▼

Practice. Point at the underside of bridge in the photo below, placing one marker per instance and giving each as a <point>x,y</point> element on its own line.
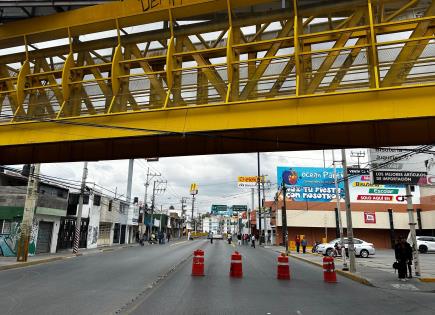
<point>156,78</point>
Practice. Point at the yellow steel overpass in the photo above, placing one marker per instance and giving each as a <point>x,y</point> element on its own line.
<point>146,78</point>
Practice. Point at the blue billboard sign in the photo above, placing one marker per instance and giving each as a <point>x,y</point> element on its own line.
<point>310,183</point>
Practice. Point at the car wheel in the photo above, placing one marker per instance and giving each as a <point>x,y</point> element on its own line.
<point>364,253</point>
<point>422,249</point>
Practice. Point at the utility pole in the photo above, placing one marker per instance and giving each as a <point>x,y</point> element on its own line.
<point>259,196</point>
<point>263,206</point>
<point>183,210</point>
<point>80,209</point>
<point>340,223</point>
<point>129,180</point>
<point>29,210</point>
<point>193,192</point>
<point>284,217</point>
<point>252,209</point>
<point>149,177</point>
<point>153,201</point>
<point>352,267</point>
<point>412,230</point>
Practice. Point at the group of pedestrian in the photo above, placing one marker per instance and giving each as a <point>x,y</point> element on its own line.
<point>403,254</point>
<point>301,242</point>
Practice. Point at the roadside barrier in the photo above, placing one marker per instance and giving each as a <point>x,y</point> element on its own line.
<point>236,270</point>
<point>329,274</point>
<point>283,272</point>
<point>198,263</point>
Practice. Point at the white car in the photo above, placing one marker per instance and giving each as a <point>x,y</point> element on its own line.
<point>425,244</point>
<point>362,248</point>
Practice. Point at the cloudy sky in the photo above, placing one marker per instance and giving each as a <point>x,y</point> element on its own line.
<point>216,175</point>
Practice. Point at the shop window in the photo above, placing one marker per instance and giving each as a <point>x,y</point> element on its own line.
<point>97,200</point>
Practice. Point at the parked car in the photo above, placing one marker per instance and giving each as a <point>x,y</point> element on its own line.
<point>362,248</point>
<point>425,244</point>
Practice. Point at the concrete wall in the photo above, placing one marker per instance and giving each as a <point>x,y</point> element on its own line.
<point>319,218</point>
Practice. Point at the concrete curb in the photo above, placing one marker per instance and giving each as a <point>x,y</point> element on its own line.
<point>32,263</point>
<point>51,259</point>
<point>131,306</point>
<point>426,279</point>
<point>346,274</point>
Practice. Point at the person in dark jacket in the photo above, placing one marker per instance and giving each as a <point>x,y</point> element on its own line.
<point>401,253</point>
<point>409,259</point>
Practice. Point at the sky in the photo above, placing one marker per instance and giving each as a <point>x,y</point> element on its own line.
<point>215,175</point>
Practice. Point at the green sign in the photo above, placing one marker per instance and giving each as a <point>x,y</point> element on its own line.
<point>383,191</point>
<point>239,208</point>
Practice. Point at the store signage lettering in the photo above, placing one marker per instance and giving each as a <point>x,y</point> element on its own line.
<point>374,198</point>
<point>370,217</point>
<point>383,191</point>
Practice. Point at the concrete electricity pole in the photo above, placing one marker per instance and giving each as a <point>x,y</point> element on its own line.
<point>155,190</point>
<point>412,230</point>
<point>340,223</point>
<point>149,177</point>
<point>352,267</point>
<point>80,209</point>
<point>284,217</point>
<point>29,210</point>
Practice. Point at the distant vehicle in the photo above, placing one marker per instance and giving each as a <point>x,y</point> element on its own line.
<point>425,244</point>
<point>362,248</point>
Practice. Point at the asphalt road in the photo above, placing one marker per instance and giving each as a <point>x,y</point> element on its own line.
<point>93,284</point>
<point>259,292</point>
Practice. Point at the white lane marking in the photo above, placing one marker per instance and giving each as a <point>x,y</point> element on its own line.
<point>179,243</point>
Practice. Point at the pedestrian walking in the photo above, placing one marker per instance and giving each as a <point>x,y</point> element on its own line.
<point>304,245</point>
<point>401,253</point>
<point>298,243</point>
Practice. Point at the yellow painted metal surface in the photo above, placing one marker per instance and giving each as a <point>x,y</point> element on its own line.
<point>214,65</point>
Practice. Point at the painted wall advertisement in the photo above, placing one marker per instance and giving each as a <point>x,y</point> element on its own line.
<point>310,183</point>
<point>314,184</point>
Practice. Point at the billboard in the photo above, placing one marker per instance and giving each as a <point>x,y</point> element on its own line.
<point>310,183</point>
<point>248,181</point>
<point>317,184</point>
<point>362,189</point>
<point>404,168</point>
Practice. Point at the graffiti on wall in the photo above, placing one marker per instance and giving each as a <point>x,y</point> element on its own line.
<point>9,242</point>
<point>93,234</point>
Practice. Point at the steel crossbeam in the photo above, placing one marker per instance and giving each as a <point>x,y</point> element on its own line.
<point>170,55</point>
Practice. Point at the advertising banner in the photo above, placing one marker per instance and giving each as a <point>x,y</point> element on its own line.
<point>248,181</point>
<point>310,183</point>
<point>400,166</point>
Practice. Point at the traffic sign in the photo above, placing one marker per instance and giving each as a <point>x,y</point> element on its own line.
<point>239,208</point>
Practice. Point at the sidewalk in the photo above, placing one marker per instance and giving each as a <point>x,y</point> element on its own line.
<point>372,276</point>
<point>11,262</point>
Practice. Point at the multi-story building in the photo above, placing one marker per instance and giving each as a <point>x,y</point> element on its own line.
<point>378,223</point>
<point>51,205</point>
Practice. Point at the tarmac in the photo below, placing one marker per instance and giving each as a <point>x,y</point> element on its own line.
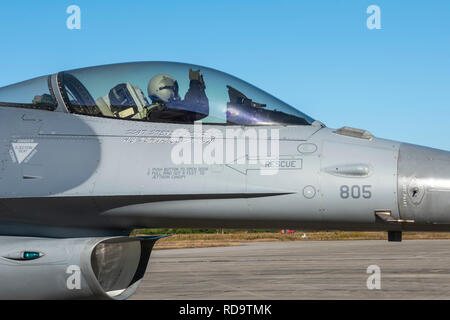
<point>411,269</point>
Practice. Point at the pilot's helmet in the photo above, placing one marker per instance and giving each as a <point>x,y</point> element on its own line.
<point>163,87</point>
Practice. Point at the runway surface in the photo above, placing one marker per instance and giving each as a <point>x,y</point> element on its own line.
<point>412,269</point>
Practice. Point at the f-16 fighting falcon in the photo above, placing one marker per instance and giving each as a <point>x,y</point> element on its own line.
<point>88,155</point>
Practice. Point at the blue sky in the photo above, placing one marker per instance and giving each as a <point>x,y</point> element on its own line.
<point>318,56</point>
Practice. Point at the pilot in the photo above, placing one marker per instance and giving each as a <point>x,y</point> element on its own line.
<point>167,104</point>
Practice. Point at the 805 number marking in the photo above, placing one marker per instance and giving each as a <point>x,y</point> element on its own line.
<point>356,192</point>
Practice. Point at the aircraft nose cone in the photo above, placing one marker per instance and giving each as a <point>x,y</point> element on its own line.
<point>424,184</point>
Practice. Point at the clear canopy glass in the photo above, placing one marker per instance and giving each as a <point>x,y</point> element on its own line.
<point>160,92</point>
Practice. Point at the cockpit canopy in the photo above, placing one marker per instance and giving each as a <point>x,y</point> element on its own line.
<point>154,91</point>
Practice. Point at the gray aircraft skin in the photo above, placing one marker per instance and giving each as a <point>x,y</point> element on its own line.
<point>76,178</point>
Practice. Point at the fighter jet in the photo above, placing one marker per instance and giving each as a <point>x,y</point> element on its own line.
<point>88,155</point>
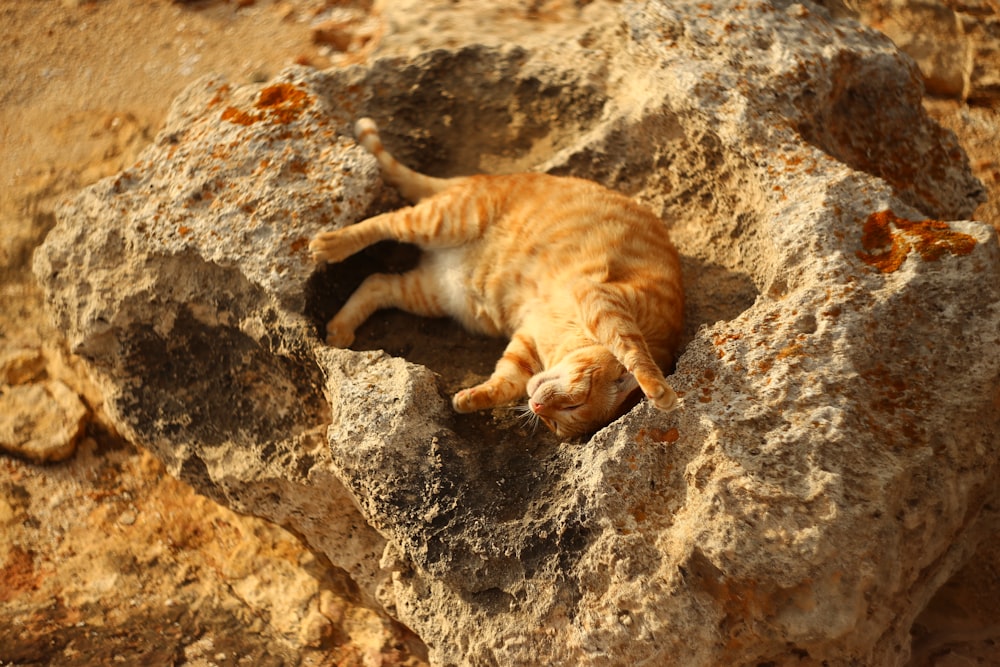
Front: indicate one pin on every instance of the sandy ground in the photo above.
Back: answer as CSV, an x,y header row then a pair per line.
x,y
103,557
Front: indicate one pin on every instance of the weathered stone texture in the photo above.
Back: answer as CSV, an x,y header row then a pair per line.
x,y
839,428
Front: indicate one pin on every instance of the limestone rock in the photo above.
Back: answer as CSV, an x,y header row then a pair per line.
x,y
839,429
41,421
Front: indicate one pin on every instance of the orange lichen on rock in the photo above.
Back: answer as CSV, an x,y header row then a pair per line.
x,y
887,239
280,104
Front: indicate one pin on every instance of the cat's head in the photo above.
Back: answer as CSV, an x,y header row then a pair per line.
x,y
585,391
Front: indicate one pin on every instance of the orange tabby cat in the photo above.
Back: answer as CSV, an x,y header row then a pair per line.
x,y
584,282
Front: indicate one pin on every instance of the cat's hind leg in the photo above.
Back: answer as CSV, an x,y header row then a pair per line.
x,y
436,222
412,291
508,381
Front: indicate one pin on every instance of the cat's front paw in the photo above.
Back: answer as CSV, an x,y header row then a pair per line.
x,y
475,398
465,401
329,247
662,397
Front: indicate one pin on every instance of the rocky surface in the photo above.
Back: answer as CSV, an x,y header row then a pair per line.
x,y
834,462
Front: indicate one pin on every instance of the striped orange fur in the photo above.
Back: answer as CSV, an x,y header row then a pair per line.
x,y
583,281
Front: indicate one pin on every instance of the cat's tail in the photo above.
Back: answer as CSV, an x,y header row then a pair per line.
x,y
413,185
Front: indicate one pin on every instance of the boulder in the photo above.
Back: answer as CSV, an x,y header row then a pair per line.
x,y
839,429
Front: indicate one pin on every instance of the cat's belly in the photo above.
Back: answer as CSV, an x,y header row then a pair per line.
x,y
456,293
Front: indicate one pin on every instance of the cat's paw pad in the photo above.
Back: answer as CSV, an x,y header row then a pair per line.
x,y
328,247
663,398
338,337
472,399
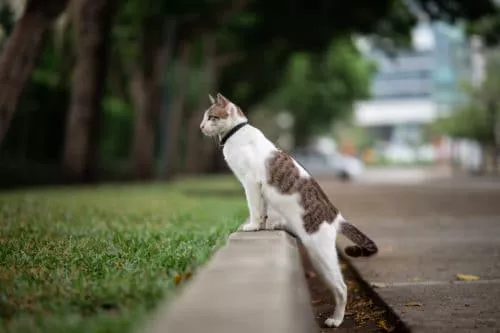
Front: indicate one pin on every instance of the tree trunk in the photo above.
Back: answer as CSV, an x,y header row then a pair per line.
x,y
173,123
194,141
92,23
21,53
146,90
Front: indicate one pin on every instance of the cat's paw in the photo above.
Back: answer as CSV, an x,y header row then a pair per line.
x,y
332,322
250,227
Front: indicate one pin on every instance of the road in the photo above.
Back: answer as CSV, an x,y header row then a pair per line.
x,y
429,230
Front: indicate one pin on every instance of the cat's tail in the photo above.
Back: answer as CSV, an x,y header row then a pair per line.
x,y
364,247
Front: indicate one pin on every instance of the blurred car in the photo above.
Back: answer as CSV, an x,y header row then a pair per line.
x,y
336,164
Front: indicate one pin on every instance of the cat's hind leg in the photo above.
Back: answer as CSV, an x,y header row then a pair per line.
x,y
257,207
323,254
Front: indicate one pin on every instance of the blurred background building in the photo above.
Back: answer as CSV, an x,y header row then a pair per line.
x,y
413,87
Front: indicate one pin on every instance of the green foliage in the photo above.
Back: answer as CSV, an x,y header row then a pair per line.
x,y
97,259
319,89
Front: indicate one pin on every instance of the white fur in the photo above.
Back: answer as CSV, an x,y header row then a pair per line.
x,y
246,153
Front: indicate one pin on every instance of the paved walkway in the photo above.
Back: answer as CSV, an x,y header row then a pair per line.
x,y
428,232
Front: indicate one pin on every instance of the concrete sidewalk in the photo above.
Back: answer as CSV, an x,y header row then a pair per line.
x,y
426,235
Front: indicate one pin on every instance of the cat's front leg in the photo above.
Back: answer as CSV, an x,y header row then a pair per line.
x,y
256,206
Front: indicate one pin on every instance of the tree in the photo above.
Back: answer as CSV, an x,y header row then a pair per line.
x,y
479,119
21,53
320,89
92,23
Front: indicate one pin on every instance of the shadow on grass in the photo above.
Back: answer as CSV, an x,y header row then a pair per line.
x,y
213,193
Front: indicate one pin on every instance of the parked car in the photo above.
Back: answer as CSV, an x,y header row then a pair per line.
x,y
343,166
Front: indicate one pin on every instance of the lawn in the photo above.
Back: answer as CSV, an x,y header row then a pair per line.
x,y
97,259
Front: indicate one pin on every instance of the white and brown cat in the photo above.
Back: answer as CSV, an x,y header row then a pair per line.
x,y
275,183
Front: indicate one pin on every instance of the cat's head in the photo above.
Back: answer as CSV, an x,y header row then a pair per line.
x,y
221,116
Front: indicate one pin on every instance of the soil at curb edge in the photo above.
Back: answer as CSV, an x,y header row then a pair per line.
x,y
365,313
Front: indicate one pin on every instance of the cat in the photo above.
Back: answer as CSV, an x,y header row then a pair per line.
x,y
276,184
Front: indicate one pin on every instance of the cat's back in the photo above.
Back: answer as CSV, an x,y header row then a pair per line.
x,y
248,151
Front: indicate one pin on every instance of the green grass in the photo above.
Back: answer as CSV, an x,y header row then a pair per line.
x,y
97,259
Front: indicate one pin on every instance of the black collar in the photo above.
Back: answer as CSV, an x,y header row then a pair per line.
x,y
230,133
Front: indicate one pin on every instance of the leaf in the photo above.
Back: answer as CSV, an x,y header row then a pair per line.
x,y
383,325
467,277
379,285
177,278
310,274
415,304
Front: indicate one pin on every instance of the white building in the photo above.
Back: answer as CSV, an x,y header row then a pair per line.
x,y
413,88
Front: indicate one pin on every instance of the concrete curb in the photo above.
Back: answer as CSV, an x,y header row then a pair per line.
x,y
253,284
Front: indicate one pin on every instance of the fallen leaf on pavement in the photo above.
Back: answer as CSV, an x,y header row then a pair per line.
x,y
177,278
310,274
413,304
467,277
383,325
379,285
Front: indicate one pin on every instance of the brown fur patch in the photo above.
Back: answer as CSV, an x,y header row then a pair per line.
x,y
364,245
240,113
285,176
218,111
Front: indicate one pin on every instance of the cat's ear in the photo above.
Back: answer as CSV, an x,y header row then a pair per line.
x,y
212,100
222,101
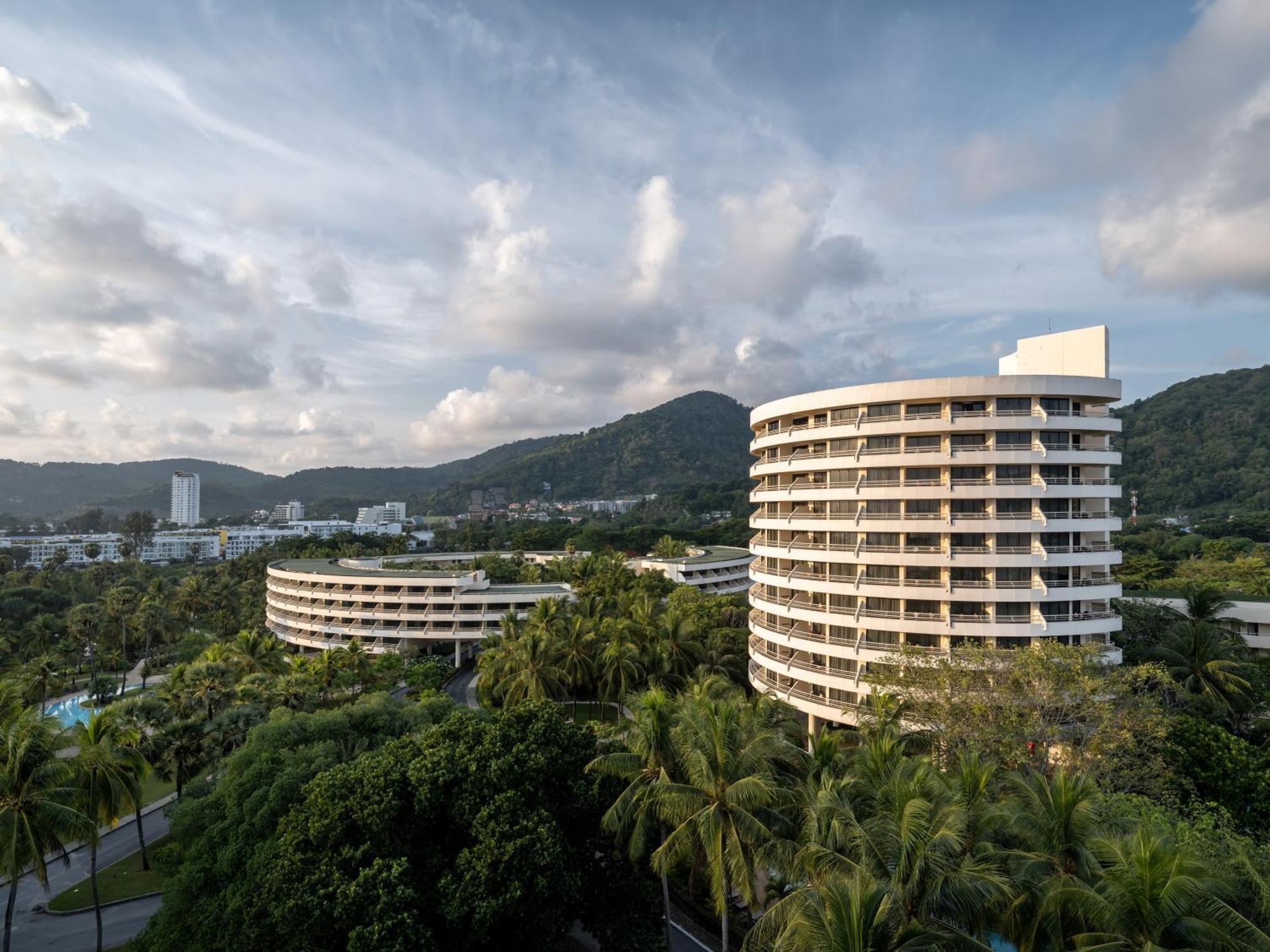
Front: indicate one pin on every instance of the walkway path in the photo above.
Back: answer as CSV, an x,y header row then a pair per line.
x,y
463,689
70,934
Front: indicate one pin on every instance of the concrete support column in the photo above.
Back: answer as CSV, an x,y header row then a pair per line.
x,y
813,727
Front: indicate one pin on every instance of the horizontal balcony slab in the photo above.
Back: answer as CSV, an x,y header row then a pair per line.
x,y
813,461
947,591
836,522
924,425
822,493
822,553
1100,624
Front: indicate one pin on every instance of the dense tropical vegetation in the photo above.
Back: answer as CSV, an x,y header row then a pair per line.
x,y
1201,446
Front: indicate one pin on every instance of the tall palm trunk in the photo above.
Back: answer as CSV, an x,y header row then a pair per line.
x,y
8,911
97,899
666,897
142,838
723,946
124,654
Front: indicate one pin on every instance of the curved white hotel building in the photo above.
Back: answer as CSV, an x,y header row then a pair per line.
x,y
319,604
933,513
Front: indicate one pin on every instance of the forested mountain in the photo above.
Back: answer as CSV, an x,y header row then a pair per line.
x,y
1201,446
40,489
698,437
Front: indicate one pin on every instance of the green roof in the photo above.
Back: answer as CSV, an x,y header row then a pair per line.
x,y
332,567
709,554
1229,596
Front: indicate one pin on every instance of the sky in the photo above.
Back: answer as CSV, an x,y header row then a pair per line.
x,y
397,233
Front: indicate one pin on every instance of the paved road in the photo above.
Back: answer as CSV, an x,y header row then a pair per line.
x,y
72,934
463,689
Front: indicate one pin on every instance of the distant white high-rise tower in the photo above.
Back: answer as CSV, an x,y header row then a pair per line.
x,y
185,498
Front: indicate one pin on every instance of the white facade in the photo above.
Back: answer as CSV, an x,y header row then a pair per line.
x,y
324,529
928,515
241,540
289,512
714,569
166,548
185,498
319,604
1248,618
378,515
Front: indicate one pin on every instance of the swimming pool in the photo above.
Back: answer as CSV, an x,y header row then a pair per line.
x,y
76,710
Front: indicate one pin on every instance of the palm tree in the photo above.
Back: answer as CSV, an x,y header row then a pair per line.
x,y
330,670
1051,824
182,752
647,762
37,800
192,598
678,647
293,691
120,602
852,915
719,658
211,685
578,657
535,671
260,653
726,808
1154,897
619,661
43,633
139,718
45,675
1205,662
86,624
1205,605
356,661
106,785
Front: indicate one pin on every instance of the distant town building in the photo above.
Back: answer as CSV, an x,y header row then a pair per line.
x,y
1249,616
379,515
289,512
185,498
716,569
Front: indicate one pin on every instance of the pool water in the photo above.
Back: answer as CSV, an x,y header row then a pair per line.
x,y
77,710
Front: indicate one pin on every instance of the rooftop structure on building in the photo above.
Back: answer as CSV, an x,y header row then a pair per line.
x,y
1248,616
718,571
185,498
289,512
933,513
392,604
380,515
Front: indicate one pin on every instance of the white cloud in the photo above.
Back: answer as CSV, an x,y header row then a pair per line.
x,y
1208,233
1180,157
778,251
512,406
656,242
21,420
27,107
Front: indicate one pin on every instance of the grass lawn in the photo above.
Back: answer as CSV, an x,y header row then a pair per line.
x,y
121,880
154,789
590,711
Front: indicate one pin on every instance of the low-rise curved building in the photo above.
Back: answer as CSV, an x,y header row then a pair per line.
x,y
719,571
929,515
319,604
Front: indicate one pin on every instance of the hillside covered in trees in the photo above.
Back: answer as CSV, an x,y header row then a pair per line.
x,y
1202,446
697,439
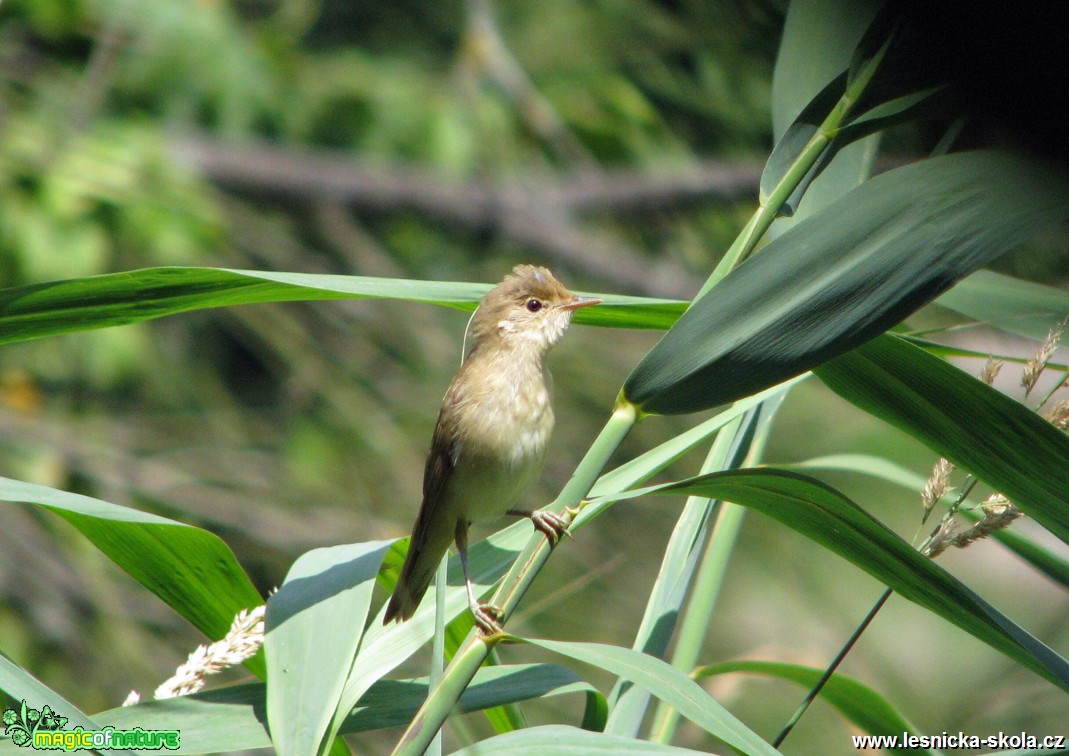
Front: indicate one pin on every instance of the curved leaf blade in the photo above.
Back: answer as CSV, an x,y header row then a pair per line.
x,y
667,683
233,719
857,703
845,275
192,570
554,740
120,298
1008,304
977,428
307,666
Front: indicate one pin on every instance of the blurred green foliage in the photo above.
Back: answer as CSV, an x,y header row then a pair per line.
x,y
285,427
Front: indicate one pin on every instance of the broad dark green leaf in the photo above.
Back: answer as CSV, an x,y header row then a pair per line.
x,y
845,275
234,719
823,514
190,569
861,705
119,298
977,428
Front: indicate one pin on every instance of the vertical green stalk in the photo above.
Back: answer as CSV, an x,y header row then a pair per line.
x,y
444,696
438,644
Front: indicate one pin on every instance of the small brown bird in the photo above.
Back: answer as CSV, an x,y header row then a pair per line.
x,y
492,433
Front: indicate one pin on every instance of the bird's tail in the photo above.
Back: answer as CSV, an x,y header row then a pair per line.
x,y
424,554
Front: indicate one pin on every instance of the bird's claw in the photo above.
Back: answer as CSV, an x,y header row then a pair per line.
x,y
552,524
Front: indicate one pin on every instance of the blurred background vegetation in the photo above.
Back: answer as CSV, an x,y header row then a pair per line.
x,y
618,141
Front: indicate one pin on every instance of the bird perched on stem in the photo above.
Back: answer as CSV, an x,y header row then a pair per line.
x,y
492,433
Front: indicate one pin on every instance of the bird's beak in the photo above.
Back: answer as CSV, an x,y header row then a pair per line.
x,y
578,302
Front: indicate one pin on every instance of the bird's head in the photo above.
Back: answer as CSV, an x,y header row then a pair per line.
x,y
528,310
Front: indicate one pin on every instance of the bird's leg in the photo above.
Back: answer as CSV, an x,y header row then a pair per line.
x,y
487,617
552,524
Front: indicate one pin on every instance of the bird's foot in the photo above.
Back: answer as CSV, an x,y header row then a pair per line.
x,y
552,524
487,618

▲

SHORT TASK>
Swap "overpass" for "flyover" in the lines from the start of the records through the line containing "<point>146,78</point>", inclusive, and give those lines again with nothing else changed. Leave the pictures out of your answer.

THE ANSWER>
Practice. Point at the underside of bridge in the photo below, placing one marker per instance and giving each as a <point>x,y</point> element on its own line.
<point>156,78</point>
Practice. Point at the yellow steel flyover in the photo above, placing one marker per instance and giving each as a <point>x,y</point> element on its own line.
<point>146,78</point>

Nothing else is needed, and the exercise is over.